> [Records for this exercise]
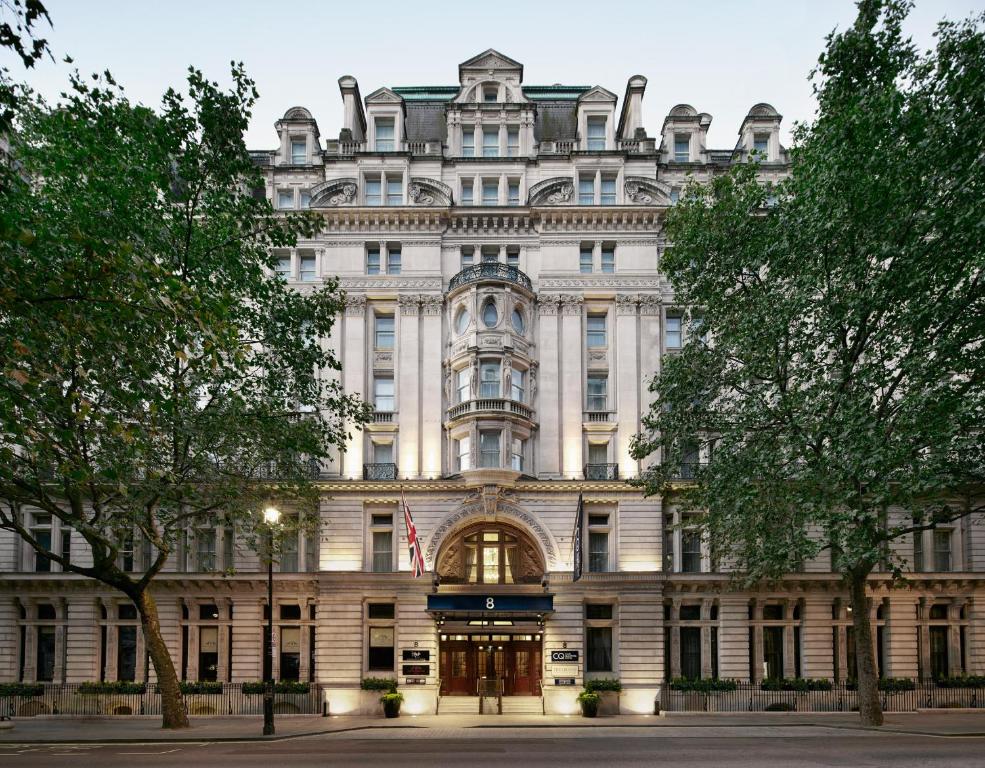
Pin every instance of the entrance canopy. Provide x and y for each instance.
(490, 607)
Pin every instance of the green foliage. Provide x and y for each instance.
(603, 684)
(112, 686)
(21, 689)
(961, 681)
(703, 685)
(378, 684)
(281, 686)
(798, 684)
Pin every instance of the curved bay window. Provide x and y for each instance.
(490, 554)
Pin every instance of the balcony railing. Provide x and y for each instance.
(379, 471)
(601, 471)
(490, 271)
(491, 405)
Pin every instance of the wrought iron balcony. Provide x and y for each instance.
(491, 405)
(601, 471)
(490, 270)
(379, 471)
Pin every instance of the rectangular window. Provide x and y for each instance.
(599, 649)
(672, 332)
(596, 335)
(608, 259)
(516, 455)
(598, 551)
(393, 261)
(126, 654)
(383, 394)
(690, 551)
(682, 148)
(490, 142)
(490, 192)
(299, 152)
(384, 134)
(394, 192)
(761, 145)
(285, 198)
(585, 261)
(380, 648)
(384, 331)
(516, 385)
(942, 550)
(489, 380)
(586, 189)
(597, 393)
(489, 449)
(464, 384)
(374, 192)
(596, 134)
(464, 454)
(307, 264)
(382, 551)
(608, 190)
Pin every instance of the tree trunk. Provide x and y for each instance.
(869, 705)
(172, 704)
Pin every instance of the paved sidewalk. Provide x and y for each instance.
(106, 730)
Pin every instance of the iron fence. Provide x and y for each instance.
(75, 699)
(747, 697)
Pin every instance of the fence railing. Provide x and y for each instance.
(748, 697)
(74, 699)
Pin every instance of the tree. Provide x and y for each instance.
(156, 375)
(18, 32)
(838, 380)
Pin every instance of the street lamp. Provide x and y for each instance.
(271, 516)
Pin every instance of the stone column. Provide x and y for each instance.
(572, 376)
(407, 378)
(355, 352)
(432, 408)
(545, 396)
(624, 364)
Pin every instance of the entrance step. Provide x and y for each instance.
(522, 705)
(459, 705)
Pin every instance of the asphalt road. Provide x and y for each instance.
(606, 747)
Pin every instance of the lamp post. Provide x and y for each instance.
(271, 515)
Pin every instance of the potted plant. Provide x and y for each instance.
(589, 701)
(391, 703)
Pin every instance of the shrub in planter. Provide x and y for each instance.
(112, 687)
(21, 689)
(379, 684)
(391, 703)
(589, 701)
(603, 684)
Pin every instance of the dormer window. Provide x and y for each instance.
(299, 152)
(682, 148)
(596, 133)
(384, 134)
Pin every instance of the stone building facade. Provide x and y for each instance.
(500, 246)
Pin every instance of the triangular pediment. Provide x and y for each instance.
(597, 95)
(384, 96)
(491, 59)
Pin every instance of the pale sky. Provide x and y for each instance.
(719, 56)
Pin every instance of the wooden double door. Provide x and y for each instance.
(515, 663)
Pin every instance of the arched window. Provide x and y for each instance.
(490, 553)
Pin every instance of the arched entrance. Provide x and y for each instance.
(487, 650)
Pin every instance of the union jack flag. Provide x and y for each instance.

> [Work to complete] Give back all of the entries above exactly, with the pictures excluded.

> [Reply]
Pin every instance of the entrance canopy. Provide x and y for each instance.
(490, 607)
Pin every instance of the green foliage. Provide x and y for each instance.
(603, 684)
(112, 686)
(21, 689)
(961, 681)
(703, 685)
(378, 684)
(281, 686)
(798, 684)
Pin every instance of the curved bay window. Provide x and y for each instance.
(490, 554)
Pin every instance of the balcony railing. Provide x and y for each instance.
(379, 471)
(601, 471)
(490, 271)
(491, 405)
Pin every instance of the wrought iron balcony. Provide x and y for each instance.
(491, 405)
(601, 471)
(490, 270)
(379, 471)
Pin every instance of the rectangular window. Provide x and y for each instance.
(599, 649)
(672, 332)
(596, 335)
(608, 259)
(516, 455)
(598, 551)
(393, 261)
(126, 654)
(383, 394)
(690, 551)
(682, 148)
(490, 142)
(490, 192)
(299, 152)
(384, 134)
(394, 192)
(761, 145)
(285, 198)
(585, 261)
(380, 648)
(384, 331)
(516, 385)
(942, 550)
(489, 380)
(586, 189)
(597, 393)
(489, 449)
(464, 384)
(374, 192)
(596, 134)
(464, 454)
(307, 264)
(382, 551)
(608, 190)
Pin every instance of the tree trunk. Provide x and y for each instance.
(869, 705)
(172, 704)
Pin every instance of the paved sidewalk. Provide x and y for each instance.
(106, 730)
Pin every instance of the iron fence. Provide x and y for each instance.
(75, 699)
(747, 697)
Pin every instance of the fence railing. Provide x and y for each instance.
(748, 697)
(74, 699)
Pin every instance of the tree. Provide x and y for each instance.
(156, 375)
(18, 32)
(838, 380)
Pin every instance of the street lamp. Provide x and y for each instance.
(271, 516)
Pin every instance of the stone column. Provide x and y for each instance.
(572, 376)
(407, 378)
(355, 352)
(432, 408)
(545, 396)
(624, 364)
Pin every instance of the entrance step. Provide x and y for each instance.
(522, 705)
(459, 705)
Pin every instance of the asphalt road. Provide x and y for each instance.
(606, 747)
Pin every instance of the lamp post. Provide x and y for each instance.
(271, 515)
Pin every instance of the potted plant. Provide x and y for each instance.
(589, 701)
(391, 703)
Pin every instance of the shrub in planter. Provide x and y for each instance.
(112, 687)
(21, 689)
(379, 684)
(391, 703)
(589, 701)
(603, 684)
Pin every instance of the dormer window. Provide x and y for each instance.
(299, 152)
(682, 148)
(596, 133)
(384, 134)
Pin every instance of the stone building facade. Provide x and y for each instance.
(500, 246)
Pin every instance of the triangular pediment. Provide x and y for each instance.
(597, 95)
(384, 96)
(491, 59)
Pin every instance of the pale sky. Provide x and y for each instance.
(719, 56)
Pin every instance of the wooden double door. Provide x and y for each instance.
(515, 663)
Pin every instance of the arched window. Provide x and y for each instance.
(490, 553)
Pin every instance of the arched entrance. Provide x and y for each instance.
(487, 650)
Pin every instance of the union jack flag. Provide x and y for each instance.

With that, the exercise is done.